Point-per-instance localization data
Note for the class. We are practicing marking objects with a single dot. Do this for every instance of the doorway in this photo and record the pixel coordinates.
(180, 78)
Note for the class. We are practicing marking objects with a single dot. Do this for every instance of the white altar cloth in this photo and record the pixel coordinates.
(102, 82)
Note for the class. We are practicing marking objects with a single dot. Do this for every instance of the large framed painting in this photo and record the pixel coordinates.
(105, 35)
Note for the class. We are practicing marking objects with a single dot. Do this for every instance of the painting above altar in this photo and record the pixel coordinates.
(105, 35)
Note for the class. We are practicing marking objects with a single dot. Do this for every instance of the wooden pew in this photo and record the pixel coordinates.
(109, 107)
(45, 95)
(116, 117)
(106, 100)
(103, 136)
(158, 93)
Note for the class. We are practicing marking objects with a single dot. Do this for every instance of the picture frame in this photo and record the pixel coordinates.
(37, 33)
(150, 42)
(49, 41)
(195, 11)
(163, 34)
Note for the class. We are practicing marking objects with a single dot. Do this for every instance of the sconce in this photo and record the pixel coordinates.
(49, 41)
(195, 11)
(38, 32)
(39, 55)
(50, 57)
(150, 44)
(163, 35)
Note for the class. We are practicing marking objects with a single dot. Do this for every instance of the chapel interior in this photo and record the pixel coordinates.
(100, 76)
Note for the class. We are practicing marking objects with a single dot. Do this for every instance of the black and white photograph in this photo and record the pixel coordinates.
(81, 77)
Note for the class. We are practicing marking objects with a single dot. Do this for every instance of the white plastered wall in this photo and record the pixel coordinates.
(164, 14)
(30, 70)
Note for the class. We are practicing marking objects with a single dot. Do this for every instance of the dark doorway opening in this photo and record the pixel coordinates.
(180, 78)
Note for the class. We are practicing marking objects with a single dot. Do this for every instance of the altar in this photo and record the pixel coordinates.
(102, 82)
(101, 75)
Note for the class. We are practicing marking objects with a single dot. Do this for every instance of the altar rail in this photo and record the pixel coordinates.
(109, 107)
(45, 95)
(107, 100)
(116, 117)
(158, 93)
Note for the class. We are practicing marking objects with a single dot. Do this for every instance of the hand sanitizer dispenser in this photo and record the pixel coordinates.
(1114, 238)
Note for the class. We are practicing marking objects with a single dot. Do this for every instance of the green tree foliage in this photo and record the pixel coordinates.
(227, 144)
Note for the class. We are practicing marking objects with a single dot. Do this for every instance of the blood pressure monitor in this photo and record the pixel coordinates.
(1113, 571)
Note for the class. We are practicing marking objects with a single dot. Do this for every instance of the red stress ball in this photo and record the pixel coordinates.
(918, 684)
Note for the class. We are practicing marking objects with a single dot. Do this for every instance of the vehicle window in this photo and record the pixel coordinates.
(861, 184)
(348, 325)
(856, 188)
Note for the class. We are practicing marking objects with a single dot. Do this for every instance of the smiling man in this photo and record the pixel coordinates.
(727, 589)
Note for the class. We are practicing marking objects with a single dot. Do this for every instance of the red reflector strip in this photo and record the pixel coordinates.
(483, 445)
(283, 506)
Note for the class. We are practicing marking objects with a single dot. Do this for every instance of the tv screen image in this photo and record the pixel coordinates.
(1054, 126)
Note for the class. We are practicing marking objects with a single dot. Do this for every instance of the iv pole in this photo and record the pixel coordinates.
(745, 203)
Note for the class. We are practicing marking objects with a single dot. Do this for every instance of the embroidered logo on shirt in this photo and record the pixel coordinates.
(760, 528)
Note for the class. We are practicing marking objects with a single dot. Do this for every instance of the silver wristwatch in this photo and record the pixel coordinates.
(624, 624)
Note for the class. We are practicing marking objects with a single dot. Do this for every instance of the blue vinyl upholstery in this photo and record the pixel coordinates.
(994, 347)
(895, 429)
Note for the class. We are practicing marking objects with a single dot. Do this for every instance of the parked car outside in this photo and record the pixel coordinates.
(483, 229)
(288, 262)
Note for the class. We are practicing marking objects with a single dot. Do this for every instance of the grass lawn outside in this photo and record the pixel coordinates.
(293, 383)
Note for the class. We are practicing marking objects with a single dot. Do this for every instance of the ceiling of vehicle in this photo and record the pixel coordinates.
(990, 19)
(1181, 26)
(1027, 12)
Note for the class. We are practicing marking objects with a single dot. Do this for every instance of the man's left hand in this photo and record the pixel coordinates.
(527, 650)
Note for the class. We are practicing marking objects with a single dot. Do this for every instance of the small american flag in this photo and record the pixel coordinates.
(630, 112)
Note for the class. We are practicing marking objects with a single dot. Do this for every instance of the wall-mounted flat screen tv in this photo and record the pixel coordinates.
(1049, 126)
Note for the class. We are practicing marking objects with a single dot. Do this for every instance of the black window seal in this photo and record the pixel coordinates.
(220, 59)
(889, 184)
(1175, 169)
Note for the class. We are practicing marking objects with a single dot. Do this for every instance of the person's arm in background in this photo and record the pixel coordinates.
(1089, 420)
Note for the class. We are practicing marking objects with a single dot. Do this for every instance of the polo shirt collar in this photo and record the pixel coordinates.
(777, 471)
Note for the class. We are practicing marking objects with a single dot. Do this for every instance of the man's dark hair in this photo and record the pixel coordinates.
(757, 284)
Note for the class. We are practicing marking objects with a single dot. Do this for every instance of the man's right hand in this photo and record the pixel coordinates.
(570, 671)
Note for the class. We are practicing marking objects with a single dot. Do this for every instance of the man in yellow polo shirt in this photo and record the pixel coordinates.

* _Task goal_: Restate the whole set of entries exactly.

* _Solution_:
Note for the class. We are practicing marking objects with a single dot. Do this for every instance of the doorway in this photo and record the pixel coordinates.
(180, 78)
Note for the class. We are practicing marking objects with a single dot. Do this for every instance of the white altar cloth in this photo and record the pixel coordinates.
(102, 82)
Note for the class. We are practicing marking objects with a single dot. Do this for every instance of the large framed painting in this photo and record the pixel coordinates.
(105, 35)
Note for the class. We are practicing marking objects with a single dot. Do this for every instance of the painting above altar in this photo and record the pixel coordinates.
(105, 35)
Note for the class. We are practicing marking objects with a single dot. Do this for every instance of the wooden pew in this photo and record the pixel coordinates.
(109, 107)
(45, 95)
(116, 117)
(106, 100)
(103, 136)
(158, 93)
Note for the class. We are practicing marking objects with a single dot. Do this for every instance of the picture frame in this photo and record the pixel coordinates.
(37, 33)
(150, 42)
(49, 41)
(195, 11)
(163, 34)
Note for the class. We are practicing marking objects with a single dot. Do this for every instance of the sconce in this photo and record the pixel coordinates.
(49, 41)
(195, 11)
(38, 32)
(39, 55)
(50, 57)
(150, 44)
(163, 35)
Note for the class. We are practicing marking objects with a single dot. Do this for every instance of the chapel interior in this photo and record the pixel coordinates.
(100, 76)
Note for the class. We are practicing marking objects with a single dot. Do this for every instance of the black and white photograph in this photo and record the pixel coordinates.
(81, 77)
Note for the class. We are practicing marking objects with a single dot. Do this for every instance of the white plastered wall in this photo and record the pixel coordinates.
(164, 14)
(30, 70)
Note for the class. We are practicing marking objects with a single dot. Do this for every instance of the dark doorway opening in this photo and record the pixel coordinates.
(180, 78)
Note for the class. We are practicing marking objects with a single dot. Do this for every instance of the altar in this photo and record the pixel coordinates.
(102, 82)
(101, 75)
Note for the class. We are practicing marking objects with a single dot. Do this for every instance of the altar rail in this photo and record the pixel coordinates.
(109, 107)
(45, 95)
(107, 100)
(116, 117)
(158, 93)
Note for the class. We are practicing marking objects with a single dot. Do this for every instance of the hand sanitizer dispenser in this photo and record the pixel coordinates.
(1114, 238)
Note for the class. We are practicing marking objects with a single dot. Do this for every instance of the green tree foliage in this photo and record the pixel coordinates.
(227, 144)
Note for the class. We are practicing marking objects with a single dot. Do this for every instance of the blood pressure monitor in this photo and record the pixel coordinates.
(1113, 571)
Note for the class. We are practicing marking objects with a single dot. Do this for every instance of the red stress ball in this photo and record the pixel coordinates.
(918, 684)
Note for the class. We are practicing marking objects with a single dot. Do this for every instance of the vehicle window in this photo and record the pixel coordinates.
(861, 184)
(348, 325)
(856, 188)
Note for the class. We are practicing marking objects with a single dot. Do this for every instance of the smiling man in this photo and record the pixel coordinates.
(727, 589)
Note for the class. We are practicing marking objects with a single dot. Do this for every instance of the red reflector strip in this photo and record the pixel coordinates.
(483, 445)
(283, 506)
Note for the class. We are practicing marking objects with a single dot. Do this for every instance of the tv screen image in this photo and record the pixel coordinates.
(1054, 126)
Note for the class. We are practicing marking objects with a single dot. Do this for every instance of the iv pole in this photo and record the pixel coordinates.
(745, 203)
Note for the class. We are practicing marking objects with a single dot. Do this for every instance of the embroidered logo on shirt in this photo and record the pixel coordinates.
(760, 528)
Note for the class. We are practicing marking objects with a single dot. Do this for every instance of the silver wristwatch in this photo and record the pixel coordinates.
(624, 624)
Note for the class. We are practicing marking objects with a single dot. Do this for every instance of the blue vinyl upholstery in this photo and record the pixel coordinates.
(994, 347)
(895, 429)
Note for the class. We are practicing marking objects with a single dot. Do this for every instance of the parked car outside in this photo and record the pixel coordinates.
(483, 229)
(288, 262)
Note for the class. We are practicing marking objects with a single dot. Do this for every instance of the grass lawn outside in this photo and record the pixel coordinates.
(293, 383)
Note for the class. We are practicing marking objects with a single dot. Do this for every instance of the ceiling of vehicle in this photo and record the pixel coordinates.
(990, 19)
(1181, 26)
(1027, 12)
Note for the class. We are practicing marking objects with a single dot. Do this for every instance of the man's left hand in this photo and record the pixel coordinates.
(527, 650)
Note for the class. We are practicing marking objects with a single dot. Do this for every instance of the small american flag in this photo and record the pixel coordinates.
(630, 112)
Note for the class. We are practicing marking objects with a single dot. Do this for every instance of the wall-mounted flat screen tv in this photo and record the pixel coordinates.
(1049, 126)
Note for the class. We are practicing marking objects with a single dot. Do this for every instance of the black window seal in this photo and record the pixel coordinates.
(220, 59)
(889, 184)
(1175, 169)
Note for the class. We are practicing marking objects with a single dot. Do this for every instance of the person's arm in background in this photo and record the pixel coordinates.
(1089, 420)
Note for the class. We are practicing marking objects with a single dot. Do this for every instance of the polo shirt collar in this photo and record the pixel coordinates.
(777, 471)
Note for the class. We are practicing marking objects with a single dot. Do this for every instance of the man's dark hair in this photo and record the pixel coordinates.
(757, 284)
Note for the class. We are practicing marking objects with a single dot. Do this for every instance of the man's right hand in this photo and record the pixel coordinates.
(570, 671)
Note for the class. We are practicing marking objects with a single dot. Do this for every instance of the man in yellow polo shirt in this photo and record the pixel coordinates.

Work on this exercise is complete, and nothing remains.